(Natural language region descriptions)
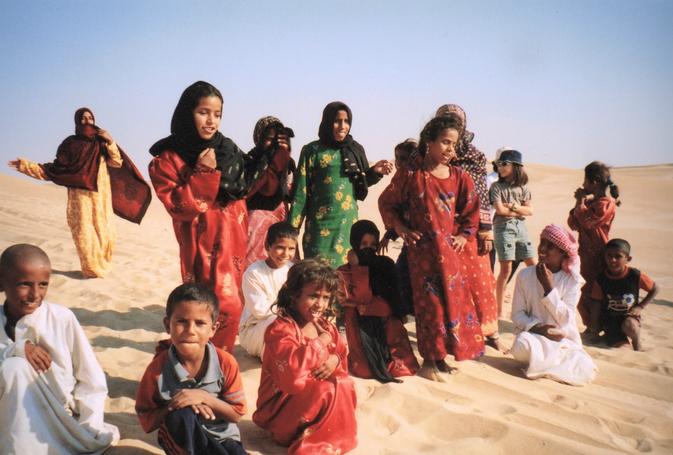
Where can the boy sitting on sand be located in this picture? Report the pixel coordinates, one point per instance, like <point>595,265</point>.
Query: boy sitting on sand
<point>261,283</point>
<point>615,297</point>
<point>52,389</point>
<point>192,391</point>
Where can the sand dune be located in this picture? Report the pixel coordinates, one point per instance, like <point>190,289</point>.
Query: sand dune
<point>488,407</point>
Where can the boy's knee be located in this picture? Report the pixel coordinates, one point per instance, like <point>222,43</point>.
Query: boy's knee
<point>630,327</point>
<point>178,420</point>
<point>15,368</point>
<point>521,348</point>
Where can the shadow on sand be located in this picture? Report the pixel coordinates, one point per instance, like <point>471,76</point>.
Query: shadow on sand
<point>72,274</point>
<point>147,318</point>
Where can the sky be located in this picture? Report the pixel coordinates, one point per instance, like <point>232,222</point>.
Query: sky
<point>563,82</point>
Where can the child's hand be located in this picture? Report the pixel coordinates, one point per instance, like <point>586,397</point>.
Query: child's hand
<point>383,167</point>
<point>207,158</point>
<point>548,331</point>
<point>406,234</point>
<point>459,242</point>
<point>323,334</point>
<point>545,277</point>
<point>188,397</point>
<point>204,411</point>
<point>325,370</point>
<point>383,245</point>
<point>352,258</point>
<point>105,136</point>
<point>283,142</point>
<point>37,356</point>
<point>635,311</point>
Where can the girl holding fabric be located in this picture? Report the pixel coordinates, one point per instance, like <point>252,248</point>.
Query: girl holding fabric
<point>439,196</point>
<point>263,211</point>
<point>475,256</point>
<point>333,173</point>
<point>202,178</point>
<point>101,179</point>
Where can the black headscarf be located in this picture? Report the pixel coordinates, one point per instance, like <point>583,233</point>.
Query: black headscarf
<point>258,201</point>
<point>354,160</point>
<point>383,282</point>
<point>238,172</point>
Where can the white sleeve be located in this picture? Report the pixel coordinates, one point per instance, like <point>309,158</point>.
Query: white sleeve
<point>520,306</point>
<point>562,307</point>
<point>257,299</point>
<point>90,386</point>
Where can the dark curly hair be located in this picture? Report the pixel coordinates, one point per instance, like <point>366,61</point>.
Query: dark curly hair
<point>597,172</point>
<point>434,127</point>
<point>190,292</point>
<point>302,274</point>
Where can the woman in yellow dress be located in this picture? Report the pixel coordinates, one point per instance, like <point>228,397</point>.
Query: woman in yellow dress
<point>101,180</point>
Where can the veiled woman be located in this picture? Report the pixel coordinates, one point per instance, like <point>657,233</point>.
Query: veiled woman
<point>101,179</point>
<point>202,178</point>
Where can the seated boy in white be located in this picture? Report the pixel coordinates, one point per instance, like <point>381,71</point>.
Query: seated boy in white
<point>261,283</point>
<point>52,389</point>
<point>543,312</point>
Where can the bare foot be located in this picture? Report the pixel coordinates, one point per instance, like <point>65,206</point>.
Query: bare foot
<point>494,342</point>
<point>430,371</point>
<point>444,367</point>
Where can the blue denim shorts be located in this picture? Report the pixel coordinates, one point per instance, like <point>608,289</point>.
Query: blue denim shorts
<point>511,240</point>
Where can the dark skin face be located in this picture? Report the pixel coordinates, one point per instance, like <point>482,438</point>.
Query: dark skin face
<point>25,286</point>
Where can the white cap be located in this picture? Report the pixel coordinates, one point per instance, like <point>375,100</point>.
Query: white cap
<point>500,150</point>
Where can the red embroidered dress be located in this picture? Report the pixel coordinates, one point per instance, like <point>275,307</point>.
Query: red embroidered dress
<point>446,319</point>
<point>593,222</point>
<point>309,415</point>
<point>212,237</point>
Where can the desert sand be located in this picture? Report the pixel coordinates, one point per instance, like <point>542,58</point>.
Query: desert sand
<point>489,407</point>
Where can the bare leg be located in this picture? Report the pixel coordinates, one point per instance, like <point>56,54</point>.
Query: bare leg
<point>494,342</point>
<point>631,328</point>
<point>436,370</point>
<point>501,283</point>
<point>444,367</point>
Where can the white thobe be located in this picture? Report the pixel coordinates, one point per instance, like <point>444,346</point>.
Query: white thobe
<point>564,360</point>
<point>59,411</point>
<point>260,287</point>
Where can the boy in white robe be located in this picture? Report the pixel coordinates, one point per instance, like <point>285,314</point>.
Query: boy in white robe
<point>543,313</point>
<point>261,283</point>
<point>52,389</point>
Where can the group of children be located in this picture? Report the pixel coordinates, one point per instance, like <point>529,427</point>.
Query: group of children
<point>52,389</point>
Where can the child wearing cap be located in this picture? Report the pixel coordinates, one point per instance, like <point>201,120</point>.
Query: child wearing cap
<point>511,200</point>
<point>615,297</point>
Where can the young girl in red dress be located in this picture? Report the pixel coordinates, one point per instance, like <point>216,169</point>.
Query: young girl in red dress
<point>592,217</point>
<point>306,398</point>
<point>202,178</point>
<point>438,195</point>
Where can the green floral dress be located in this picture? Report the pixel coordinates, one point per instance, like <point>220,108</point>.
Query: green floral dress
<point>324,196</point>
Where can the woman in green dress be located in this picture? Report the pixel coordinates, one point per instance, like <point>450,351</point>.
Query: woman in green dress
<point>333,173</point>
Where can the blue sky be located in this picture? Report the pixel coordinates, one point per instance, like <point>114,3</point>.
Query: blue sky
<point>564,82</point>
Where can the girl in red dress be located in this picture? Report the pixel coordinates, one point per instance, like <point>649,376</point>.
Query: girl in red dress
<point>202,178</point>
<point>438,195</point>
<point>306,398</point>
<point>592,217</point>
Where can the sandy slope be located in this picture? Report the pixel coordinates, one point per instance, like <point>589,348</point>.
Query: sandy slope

Work to be completed: Could you restate word for word the lines above from the one containing "Where can the child's" through the one containing "Where can the girl holding", both included, and nothing else?

Answer area:
Where can the child's hand be located in this picture? Report the pixel coordinates, one point per instance, like <point>586,397</point>.
Query: child's hand
<point>383,167</point>
<point>207,158</point>
<point>548,331</point>
<point>406,234</point>
<point>459,242</point>
<point>323,334</point>
<point>545,277</point>
<point>188,397</point>
<point>204,411</point>
<point>325,370</point>
<point>383,245</point>
<point>352,258</point>
<point>105,136</point>
<point>283,142</point>
<point>37,356</point>
<point>635,311</point>
Where can the girl holding fabric be located in this picture? Report the pixel coordinates, one point per instance, like <point>252,248</point>.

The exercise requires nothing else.